Position identification records
>> START
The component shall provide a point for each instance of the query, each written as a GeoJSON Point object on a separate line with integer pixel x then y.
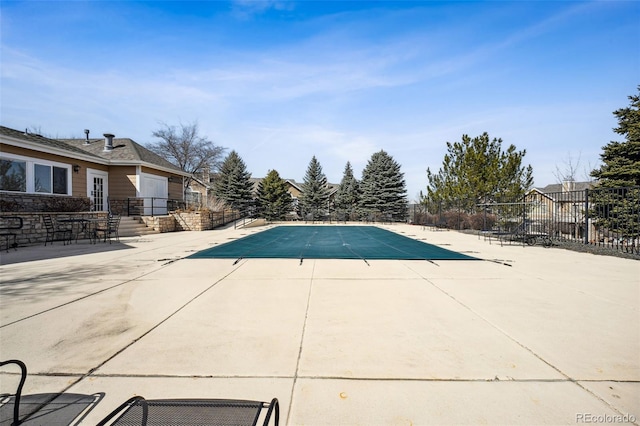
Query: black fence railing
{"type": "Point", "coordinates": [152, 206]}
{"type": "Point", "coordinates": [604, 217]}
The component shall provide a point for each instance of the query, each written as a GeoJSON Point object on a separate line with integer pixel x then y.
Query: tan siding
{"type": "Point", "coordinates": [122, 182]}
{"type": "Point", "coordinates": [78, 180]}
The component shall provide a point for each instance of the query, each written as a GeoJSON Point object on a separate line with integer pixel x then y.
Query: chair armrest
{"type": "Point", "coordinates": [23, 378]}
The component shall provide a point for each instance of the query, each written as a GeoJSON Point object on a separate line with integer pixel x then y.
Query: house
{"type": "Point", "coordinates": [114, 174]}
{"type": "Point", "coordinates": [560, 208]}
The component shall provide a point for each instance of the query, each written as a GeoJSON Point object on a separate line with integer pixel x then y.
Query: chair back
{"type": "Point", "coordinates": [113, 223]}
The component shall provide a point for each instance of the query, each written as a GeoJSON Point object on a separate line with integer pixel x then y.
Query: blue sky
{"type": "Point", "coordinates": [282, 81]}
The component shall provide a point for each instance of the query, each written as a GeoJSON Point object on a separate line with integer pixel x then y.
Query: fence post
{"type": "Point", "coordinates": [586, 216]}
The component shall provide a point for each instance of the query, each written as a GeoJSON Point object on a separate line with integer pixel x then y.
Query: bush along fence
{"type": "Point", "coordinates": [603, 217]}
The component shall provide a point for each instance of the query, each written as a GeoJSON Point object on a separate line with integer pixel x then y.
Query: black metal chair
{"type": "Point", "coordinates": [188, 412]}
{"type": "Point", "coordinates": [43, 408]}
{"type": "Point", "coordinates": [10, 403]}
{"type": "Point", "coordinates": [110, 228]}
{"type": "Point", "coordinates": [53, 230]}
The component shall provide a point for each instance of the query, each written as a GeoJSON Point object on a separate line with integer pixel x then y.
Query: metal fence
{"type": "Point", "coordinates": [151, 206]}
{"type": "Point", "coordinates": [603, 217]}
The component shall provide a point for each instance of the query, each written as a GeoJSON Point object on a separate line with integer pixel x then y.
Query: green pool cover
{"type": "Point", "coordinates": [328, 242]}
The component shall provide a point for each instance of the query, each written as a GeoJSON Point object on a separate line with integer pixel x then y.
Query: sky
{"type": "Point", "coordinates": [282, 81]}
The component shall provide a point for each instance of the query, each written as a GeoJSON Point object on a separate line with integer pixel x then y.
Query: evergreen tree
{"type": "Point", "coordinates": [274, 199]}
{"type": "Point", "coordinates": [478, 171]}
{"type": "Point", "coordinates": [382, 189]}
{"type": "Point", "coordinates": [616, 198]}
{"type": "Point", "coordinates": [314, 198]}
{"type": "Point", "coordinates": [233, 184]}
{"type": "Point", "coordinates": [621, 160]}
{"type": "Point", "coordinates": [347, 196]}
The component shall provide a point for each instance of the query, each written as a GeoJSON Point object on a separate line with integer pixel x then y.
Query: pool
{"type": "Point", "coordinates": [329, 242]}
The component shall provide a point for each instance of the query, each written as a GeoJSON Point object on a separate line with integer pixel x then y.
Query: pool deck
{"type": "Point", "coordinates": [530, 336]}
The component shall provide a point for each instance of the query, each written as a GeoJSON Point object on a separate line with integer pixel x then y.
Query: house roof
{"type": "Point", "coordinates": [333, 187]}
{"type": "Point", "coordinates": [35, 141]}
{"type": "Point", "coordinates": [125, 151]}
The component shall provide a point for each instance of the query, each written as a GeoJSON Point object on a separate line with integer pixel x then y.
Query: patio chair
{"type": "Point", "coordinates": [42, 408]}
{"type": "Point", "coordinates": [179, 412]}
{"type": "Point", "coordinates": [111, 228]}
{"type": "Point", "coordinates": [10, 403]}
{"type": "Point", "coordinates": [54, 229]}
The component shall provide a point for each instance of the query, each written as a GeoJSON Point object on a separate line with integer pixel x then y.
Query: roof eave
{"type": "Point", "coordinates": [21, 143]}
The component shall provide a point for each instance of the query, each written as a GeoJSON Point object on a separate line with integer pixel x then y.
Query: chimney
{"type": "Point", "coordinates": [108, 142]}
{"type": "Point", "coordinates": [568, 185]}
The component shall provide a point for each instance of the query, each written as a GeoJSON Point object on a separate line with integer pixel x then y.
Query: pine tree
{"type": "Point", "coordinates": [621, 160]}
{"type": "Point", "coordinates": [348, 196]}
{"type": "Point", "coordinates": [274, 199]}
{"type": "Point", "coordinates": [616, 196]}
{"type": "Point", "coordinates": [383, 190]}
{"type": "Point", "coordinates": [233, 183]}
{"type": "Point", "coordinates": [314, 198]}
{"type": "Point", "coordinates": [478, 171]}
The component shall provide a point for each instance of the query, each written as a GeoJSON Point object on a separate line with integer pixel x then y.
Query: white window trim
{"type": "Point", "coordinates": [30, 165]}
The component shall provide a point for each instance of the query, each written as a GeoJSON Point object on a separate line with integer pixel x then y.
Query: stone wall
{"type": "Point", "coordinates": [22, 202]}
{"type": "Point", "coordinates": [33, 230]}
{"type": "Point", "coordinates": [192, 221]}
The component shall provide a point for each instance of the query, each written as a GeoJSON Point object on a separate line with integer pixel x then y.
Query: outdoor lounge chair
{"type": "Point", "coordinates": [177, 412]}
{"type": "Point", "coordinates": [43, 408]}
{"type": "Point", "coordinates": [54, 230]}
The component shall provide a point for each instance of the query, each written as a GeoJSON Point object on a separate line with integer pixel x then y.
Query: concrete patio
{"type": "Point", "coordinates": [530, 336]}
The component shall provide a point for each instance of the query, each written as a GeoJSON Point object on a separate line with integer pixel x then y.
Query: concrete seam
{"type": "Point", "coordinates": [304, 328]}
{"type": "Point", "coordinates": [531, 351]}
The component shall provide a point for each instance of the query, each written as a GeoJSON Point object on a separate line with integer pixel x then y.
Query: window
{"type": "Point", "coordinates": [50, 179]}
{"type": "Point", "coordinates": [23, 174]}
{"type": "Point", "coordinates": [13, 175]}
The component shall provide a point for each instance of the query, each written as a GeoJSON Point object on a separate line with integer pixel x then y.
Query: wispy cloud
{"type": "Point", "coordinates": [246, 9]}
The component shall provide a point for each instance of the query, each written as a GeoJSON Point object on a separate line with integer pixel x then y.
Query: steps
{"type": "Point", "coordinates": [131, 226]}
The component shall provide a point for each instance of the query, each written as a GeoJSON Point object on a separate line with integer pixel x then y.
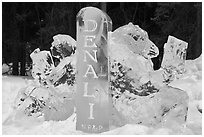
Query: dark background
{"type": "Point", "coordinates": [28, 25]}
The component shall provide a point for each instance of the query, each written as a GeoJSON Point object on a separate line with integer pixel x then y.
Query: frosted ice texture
>> END
Work to do.
Pull out every line above that contains the word "concrete", and copy each one in full.

Answer to this exercise.
Query: concrete patio
Query: concrete seam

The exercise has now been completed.